Set down precisely the lines from the line with "Note to the class: find the soldier in" through the end of the material, inclusive, and no pictures.
===============
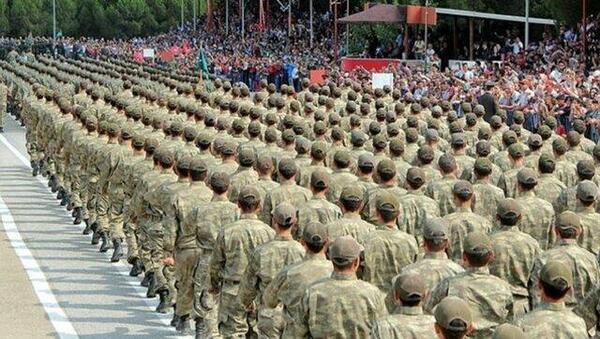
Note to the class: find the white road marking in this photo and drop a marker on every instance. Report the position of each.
(120, 267)
(57, 316)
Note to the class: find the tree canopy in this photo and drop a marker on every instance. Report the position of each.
(130, 18)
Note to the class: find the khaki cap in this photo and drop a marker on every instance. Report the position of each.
(344, 250)
(285, 214)
(555, 273)
(451, 309)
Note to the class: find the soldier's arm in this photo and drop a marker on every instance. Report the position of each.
(217, 262)
(249, 284)
(271, 294)
(438, 293)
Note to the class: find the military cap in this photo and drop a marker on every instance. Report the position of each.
(586, 168)
(366, 162)
(198, 165)
(246, 156)
(126, 133)
(358, 138)
(535, 141)
(508, 331)
(288, 136)
(415, 176)
(463, 189)
(557, 274)
(483, 166)
(287, 167)
(436, 229)
(509, 137)
(453, 309)
(227, 148)
(285, 214)
(386, 168)
(559, 145)
(138, 140)
(342, 158)
(587, 191)
(315, 233)
(319, 179)
(249, 194)
(508, 209)
(387, 202)
(568, 220)
(352, 193)
(410, 286)
(516, 151)
(477, 243)
(527, 176)
(344, 250)
(458, 139)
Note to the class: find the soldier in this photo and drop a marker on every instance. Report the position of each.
(231, 256)
(463, 221)
(180, 245)
(565, 170)
(208, 220)
(553, 318)
(290, 283)
(408, 319)
(434, 266)
(342, 305)
(342, 175)
(317, 209)
(388, 183)
(549, 187)
(582, 263)
(416, 207)
(387, 249)
(508, 179)
(538, 214)
(245, 174)
(266, 261)
(515, 253)
(288, 190)
(487, 195)
(488, 296)
(453, 319)
(441, 190)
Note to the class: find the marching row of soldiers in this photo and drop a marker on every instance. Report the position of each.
(339, 211)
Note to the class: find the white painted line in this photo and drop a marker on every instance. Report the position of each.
(120, 267)
(57, 316)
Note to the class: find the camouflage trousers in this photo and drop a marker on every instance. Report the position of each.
(205, 303)
(270, 322)
(233, 320)
(115, 212)
(186, 260)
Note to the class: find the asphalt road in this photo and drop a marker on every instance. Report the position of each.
(53, 283)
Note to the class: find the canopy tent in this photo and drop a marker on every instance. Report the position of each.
(378, 14)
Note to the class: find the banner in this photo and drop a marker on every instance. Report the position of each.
(148, 53)
(379, 80)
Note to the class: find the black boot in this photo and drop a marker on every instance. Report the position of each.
(151, 293)
(147, 277)
(104, 242)
(163, 306)
(77, 211)
(88, 227)
(64, 201)
(184, 327)
(137, 268)
(53, 183)
(175, 320)
(34, 168)
(118, 250)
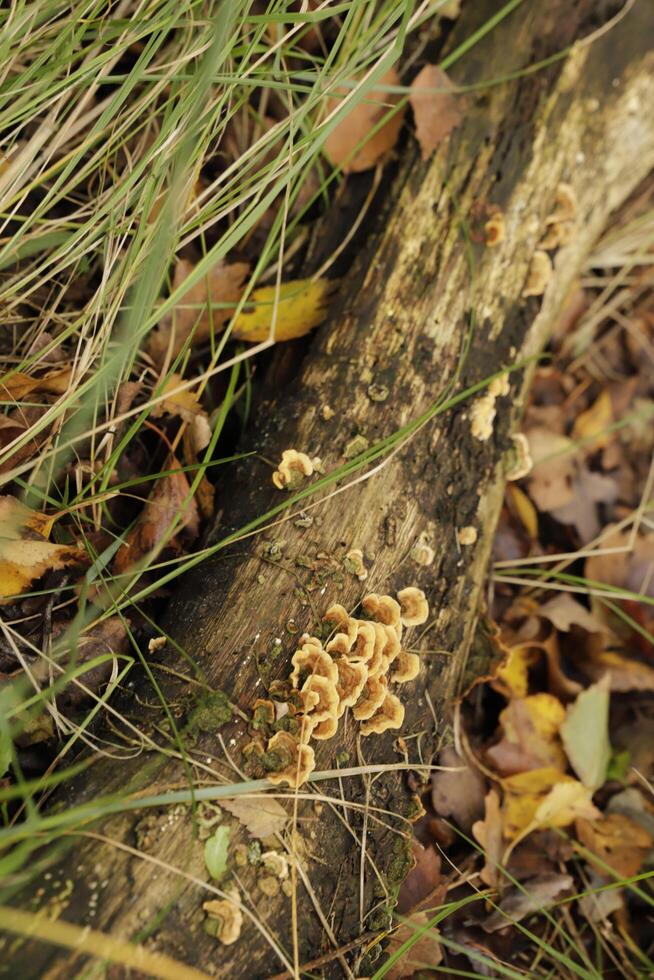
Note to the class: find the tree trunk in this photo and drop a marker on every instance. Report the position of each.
===============
Solution to the problem:
Note to the class: find the soldier in this photo and drop a marker on every instance. Report the position of each.
(231, 256)
(463, 221)
(180, 245)
(565, 170)
(208, 220)
(553, 318)
(290, 283)
(408, 319)
(434, 266)
(342, 305)
(342, 175)
(317, 209)
(388, 183)
(549, 187)
(582, 263)
(416, 207)
(387, 249)
(508, 179)
(538, 214)
(245, 174)
(266, 261)
(515, 253)
(288, 190)
(487, 195)
(488, 296)
(453, 319)
(441, 190)
Note to the class: find the marching row of soldiers in this photo and drop a marker on every instance. Report the position of each.
(339, 211)
Note to the class: find the white painted line in this photo and drop a marker on every instance. Report the position of each.
(120, 267)
(57, 316)
Note to the class: find the camouflage trousers in this photo and drop a marker on every instance. Report the position of each.
(205, 303)
(270, 322)
(233, 320)
(115, 212)
(186, 260)
Note to the class: find the asphalt road in this photo and drop a marker on every instance. Report the position of each.
(53, 283)
Note to the class: find the canopy tent in this photo and drop a marker on every instance. Report the position of each.
(378, 14)
Note to the class: find the banner in this photo and drop a marker on every instance. Report the position of each.
(148, 53)
(379, 80)
Note to the class: find the black boot in this photo and drop a marker on every instance. Report the position of each.
(151, 293)
(147, 277)
(104, 242)
(163, 306)
(77, 211)
(88, 227)
(64, 201)
(184, 327)
(137, 268)
(53, 183)
(175, 320)
(34, 168)
(118, 250)
Note to the class: find the tree trunk in this photo and drop a marker on every instance. Report the position of each.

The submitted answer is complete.